[begin Supplied text]

Bcachefs extents - compression, checksumming
Added 2018-08-13 21:55:07 +0000 UTCOne topic that was asked about recently was compression in bcachefs, so I thought I'd write a bit about how extents are represented as a bunch of stuff falls out of that.
In bcachefs, checksumming and compression are done per extent, not per block or per page. This means we store one checksum per extent and if the data is compressed, it'll be compressed all at once instead of being broken up into page size chunks (like btrfs does).
This means we're making some tradeoffs. Whenever we read some data from an extent that is compressed or checksummed (or both), we have to read the entire extent, even if we only wanted to read 4k of data and the extent was 128k - because of this, we limit the maximum size of checksummed/compressed extents to 128k by default. So this does mean that small random reads will be slow, if the data was written out in larger chunks and the data isn't cached.
But outside of benchmarks that's a pretty rare scenario, and there's some significant advantages:
- Our metadata is significantly smaller, since we're storing a lot fewer checksums. Smaller metadata makes everything else faster. And on real world workloads having to read entire extents is almost a non issue, because with buffered IO for a given read request we can round it up to wherever the extent stops, so that the next read for that data will be cached. Purely random IO workloads are not the norm, most workloads have some locality to them.
- Much better compression ratio. If you break your data up into page size chunks before you compress it that does mean that you can efficiently read only a page at a time, but a page (4k, generally) is not a lot of data to be compressing at once. Compression algorithms are fundamentally able to do a better job (i.e. find more redundancy) if you feed them more data at once, and also if you're compressing at 4k granularity now you've got painful alignment issues to deal with - you want your data on disk to be block aligned, but if you compress 4k and then round it back up to your block size you're losing a lot of your compression ratio - all of it if your blocksize is 4k.
- And it simplifies the IO path quite a bit. Everything in the IO path works in terms of extents: there's nothing smaller than an extent we have to write code to handle.
One other disadvantage of this approach, with compression, is that it turns out to be very difficult (and probably not practical) to guarantee that copygc won't make your data take up more space on disk, in the process of moving things around. The reason is that when we rewrite an extent we may have to fragment it, if there isn't enough space for it in the bucket we're currently writing to - it's a bin packing problem. And if the extent was compressed, fragmenting it means it's almost definitely going to take up more space on disk.
This particular problem is the reason I still haven't flipped disk space accounting (i.e. what df shows) to compressed size - we're still counting up how much data we have as if it was all uncompressed; if I flip that switch without making any other changes assertions pop when copygc moves data and discovers it did something that caused disk usage to go up and it didn't have a disk reservation. I could hack around that (just have the copygc path grab a disk reservation...), but I've been uncomfortable with that without a better answer to the real problem, which is that copygc really should not cause data to take up more space than it did before.
My current thinking is that when compression is enabled we're just going to have to live with the fact that copygc might occasionally cause a particular extent to take up more space, as long as on average it's compacting data. For that though, I'm going to need to make some improvements to the data move code so that it can merge adjacent extents that it's moving. Right now if it's moving uncompressed data the extents can be merged by the btree code, after the data has been written, but merging compressed extents requires feeding the data into the write path at the same time.
So that'll happen at some point, and then I'll flip the disk space accounting switch to compressed size, and then everyone who's using compression will magically see more free space in their filesystem when they upgrade to the new kernel :)

[end Supplied text]
[begin Listed records]

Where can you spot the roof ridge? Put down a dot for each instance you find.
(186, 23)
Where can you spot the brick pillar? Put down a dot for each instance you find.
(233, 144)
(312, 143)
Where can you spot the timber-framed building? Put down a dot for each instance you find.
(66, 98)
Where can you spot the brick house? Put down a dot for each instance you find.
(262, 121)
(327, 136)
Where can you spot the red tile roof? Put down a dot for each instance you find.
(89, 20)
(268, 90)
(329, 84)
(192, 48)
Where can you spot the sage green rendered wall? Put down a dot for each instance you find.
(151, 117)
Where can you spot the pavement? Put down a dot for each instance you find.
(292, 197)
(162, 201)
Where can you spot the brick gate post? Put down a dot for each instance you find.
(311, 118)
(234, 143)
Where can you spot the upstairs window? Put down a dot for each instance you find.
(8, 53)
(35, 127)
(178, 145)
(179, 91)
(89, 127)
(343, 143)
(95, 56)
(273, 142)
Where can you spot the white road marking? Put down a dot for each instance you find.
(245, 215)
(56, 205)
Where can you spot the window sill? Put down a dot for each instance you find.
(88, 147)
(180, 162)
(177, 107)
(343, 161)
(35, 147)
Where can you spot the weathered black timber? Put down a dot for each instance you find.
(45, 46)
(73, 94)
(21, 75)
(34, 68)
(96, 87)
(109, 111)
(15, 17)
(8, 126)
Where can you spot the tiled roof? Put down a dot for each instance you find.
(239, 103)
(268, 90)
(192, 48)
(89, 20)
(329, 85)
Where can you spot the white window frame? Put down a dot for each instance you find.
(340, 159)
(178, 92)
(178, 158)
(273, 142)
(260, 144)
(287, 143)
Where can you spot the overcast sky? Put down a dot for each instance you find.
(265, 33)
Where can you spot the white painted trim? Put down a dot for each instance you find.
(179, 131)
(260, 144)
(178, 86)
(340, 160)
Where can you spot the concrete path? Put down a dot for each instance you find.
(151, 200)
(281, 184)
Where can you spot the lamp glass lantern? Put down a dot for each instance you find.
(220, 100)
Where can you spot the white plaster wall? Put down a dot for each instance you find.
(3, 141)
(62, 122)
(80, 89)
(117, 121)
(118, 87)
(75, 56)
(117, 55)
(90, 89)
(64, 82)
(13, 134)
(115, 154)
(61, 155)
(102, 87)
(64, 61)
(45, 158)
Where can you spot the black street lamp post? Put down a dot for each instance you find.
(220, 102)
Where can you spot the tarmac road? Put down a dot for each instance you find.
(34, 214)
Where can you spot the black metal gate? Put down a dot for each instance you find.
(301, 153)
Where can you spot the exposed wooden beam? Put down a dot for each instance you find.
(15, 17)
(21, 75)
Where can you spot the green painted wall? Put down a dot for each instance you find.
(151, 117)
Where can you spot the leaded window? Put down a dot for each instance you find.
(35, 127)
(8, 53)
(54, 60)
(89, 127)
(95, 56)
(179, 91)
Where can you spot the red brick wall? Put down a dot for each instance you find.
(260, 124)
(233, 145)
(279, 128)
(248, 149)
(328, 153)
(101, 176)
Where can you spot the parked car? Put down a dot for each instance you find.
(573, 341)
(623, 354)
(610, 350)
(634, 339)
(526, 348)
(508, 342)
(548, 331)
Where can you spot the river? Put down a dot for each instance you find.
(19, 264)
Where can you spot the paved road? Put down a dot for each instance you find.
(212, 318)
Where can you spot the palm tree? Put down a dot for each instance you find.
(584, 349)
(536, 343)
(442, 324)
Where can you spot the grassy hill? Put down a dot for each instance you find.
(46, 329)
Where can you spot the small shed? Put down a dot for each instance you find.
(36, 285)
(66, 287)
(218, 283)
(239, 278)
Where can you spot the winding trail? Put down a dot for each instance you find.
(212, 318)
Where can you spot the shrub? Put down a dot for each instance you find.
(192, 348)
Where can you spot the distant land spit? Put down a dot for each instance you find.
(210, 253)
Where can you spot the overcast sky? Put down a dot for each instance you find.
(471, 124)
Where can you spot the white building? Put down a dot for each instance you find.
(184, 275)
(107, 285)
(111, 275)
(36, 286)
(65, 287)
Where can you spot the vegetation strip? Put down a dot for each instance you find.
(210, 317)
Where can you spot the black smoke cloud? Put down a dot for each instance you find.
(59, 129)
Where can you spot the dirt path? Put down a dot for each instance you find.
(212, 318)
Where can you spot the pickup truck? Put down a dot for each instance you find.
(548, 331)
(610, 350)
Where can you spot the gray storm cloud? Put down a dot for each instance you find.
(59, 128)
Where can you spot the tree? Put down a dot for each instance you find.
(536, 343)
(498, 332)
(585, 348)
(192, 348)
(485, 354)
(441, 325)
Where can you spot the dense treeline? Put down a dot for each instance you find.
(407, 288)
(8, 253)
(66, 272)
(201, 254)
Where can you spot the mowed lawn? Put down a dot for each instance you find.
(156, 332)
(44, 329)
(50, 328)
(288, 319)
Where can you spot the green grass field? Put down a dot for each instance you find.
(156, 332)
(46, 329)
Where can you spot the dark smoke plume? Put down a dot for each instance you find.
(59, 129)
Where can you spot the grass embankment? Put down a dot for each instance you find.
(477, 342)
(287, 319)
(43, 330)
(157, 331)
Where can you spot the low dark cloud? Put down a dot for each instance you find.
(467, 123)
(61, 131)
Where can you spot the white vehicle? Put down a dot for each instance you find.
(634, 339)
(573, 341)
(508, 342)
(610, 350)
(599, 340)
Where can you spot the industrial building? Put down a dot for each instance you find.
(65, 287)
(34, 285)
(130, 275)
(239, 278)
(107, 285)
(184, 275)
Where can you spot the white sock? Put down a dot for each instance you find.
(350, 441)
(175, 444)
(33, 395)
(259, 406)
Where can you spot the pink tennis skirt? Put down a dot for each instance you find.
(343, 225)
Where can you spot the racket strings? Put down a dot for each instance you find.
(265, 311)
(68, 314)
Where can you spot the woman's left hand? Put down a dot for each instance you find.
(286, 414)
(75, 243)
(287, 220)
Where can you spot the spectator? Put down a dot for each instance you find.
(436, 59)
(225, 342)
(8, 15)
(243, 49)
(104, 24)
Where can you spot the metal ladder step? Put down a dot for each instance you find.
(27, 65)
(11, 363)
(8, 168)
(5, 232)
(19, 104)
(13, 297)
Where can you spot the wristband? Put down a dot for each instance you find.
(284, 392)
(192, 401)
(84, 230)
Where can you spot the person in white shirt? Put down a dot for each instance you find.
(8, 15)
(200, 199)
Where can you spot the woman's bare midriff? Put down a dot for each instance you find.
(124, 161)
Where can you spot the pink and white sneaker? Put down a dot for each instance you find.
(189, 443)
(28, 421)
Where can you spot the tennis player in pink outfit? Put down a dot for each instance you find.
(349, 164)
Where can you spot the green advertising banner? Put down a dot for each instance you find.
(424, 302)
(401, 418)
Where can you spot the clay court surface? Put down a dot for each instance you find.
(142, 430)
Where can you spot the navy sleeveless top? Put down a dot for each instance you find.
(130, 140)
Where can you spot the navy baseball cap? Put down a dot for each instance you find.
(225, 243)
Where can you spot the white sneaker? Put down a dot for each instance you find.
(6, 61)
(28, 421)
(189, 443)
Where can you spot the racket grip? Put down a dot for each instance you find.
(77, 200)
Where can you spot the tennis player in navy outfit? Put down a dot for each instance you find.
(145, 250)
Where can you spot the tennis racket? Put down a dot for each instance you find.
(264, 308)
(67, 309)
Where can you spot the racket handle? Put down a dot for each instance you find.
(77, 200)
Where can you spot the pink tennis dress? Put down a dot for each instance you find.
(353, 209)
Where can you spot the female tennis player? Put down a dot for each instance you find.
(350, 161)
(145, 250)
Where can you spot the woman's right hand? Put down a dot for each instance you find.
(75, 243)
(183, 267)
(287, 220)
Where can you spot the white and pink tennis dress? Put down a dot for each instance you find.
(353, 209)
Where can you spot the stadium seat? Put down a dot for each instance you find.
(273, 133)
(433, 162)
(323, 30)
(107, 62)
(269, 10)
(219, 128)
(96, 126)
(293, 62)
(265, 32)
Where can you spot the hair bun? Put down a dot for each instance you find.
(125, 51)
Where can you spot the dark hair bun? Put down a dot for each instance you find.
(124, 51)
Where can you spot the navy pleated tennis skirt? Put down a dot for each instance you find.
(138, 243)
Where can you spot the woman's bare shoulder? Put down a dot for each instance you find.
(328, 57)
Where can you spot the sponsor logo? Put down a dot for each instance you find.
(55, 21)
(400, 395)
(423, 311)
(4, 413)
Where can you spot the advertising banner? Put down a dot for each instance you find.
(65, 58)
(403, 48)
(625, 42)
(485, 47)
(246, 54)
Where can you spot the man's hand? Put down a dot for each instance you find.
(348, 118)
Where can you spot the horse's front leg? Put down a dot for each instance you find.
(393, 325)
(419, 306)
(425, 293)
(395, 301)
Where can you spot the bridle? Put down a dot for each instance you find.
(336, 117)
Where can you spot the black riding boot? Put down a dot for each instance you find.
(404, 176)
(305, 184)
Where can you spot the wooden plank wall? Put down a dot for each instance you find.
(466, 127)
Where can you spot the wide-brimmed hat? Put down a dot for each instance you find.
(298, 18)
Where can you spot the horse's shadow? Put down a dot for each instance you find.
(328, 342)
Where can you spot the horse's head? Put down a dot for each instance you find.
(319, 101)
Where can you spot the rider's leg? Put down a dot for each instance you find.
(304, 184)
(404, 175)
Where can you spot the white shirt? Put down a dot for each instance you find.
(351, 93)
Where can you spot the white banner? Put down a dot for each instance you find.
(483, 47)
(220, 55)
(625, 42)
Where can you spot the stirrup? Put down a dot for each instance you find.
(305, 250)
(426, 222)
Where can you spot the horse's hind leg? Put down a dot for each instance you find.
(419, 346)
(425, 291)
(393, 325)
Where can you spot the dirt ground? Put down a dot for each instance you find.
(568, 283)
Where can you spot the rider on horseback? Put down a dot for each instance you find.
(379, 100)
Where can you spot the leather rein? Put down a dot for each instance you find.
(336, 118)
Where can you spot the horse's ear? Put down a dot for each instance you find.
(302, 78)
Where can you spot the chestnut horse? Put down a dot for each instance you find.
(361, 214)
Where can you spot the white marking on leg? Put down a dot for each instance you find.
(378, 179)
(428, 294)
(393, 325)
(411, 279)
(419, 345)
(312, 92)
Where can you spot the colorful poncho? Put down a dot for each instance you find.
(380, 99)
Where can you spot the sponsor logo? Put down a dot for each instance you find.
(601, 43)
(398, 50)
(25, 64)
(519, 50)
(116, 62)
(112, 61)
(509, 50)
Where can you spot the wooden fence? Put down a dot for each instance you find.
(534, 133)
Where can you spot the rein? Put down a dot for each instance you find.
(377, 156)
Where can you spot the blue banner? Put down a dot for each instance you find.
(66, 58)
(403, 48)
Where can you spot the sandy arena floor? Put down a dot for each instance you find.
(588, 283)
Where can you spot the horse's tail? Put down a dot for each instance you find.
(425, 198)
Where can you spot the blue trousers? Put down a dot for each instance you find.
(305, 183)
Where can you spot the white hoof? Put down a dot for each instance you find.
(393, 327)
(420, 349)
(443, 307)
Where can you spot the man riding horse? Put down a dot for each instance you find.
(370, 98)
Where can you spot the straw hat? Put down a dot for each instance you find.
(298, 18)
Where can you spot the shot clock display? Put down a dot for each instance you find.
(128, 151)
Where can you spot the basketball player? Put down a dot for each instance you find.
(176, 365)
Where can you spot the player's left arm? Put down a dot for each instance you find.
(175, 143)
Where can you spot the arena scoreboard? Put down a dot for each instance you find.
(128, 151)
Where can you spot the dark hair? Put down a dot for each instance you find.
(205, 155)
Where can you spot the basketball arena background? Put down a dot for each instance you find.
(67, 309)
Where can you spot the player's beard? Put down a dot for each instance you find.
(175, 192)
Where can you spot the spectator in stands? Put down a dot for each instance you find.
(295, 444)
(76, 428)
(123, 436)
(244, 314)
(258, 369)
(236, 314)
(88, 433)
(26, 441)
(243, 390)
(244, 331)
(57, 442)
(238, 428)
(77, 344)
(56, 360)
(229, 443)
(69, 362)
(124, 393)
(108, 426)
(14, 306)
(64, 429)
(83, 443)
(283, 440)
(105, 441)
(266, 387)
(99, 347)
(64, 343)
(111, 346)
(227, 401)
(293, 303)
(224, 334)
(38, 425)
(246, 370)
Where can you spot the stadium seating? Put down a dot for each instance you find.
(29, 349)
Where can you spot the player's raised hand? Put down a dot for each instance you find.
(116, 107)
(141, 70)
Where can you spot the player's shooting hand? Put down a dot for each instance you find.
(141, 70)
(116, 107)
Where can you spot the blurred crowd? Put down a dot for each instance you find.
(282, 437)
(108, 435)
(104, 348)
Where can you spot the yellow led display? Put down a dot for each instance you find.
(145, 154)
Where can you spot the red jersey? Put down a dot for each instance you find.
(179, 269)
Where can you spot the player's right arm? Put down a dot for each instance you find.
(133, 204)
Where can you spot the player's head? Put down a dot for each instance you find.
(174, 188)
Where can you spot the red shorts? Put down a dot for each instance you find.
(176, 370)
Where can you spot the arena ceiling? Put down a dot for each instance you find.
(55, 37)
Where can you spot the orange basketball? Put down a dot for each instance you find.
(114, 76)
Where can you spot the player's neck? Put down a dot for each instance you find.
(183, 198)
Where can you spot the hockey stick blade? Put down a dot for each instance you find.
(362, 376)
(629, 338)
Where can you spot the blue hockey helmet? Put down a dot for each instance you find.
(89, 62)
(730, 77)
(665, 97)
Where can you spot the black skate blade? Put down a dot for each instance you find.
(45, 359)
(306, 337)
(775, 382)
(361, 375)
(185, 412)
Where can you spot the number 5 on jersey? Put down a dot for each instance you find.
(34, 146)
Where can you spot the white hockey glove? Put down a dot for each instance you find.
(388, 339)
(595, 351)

[end Listed records]

* _Directions_:
Decide whether each statement below agrees with the bcachefs extents text, answering yes or no and quoting the deciding words of the text: (a) bcachefs computes checksums per block; (b) checksummed or compressed extents are capped at 128k by default; (c) disk space accounting already reports compressed size.

* _Full response_:
(a) No: "checksumming and compression are done per extent, not per block or per page."
(b) Yes: "we limit the maximum size of checksummed/compressed extents to 128k by default."
(c) No: "I still haven't flipped disk space accounting (i.e. what df shows) to compressed size."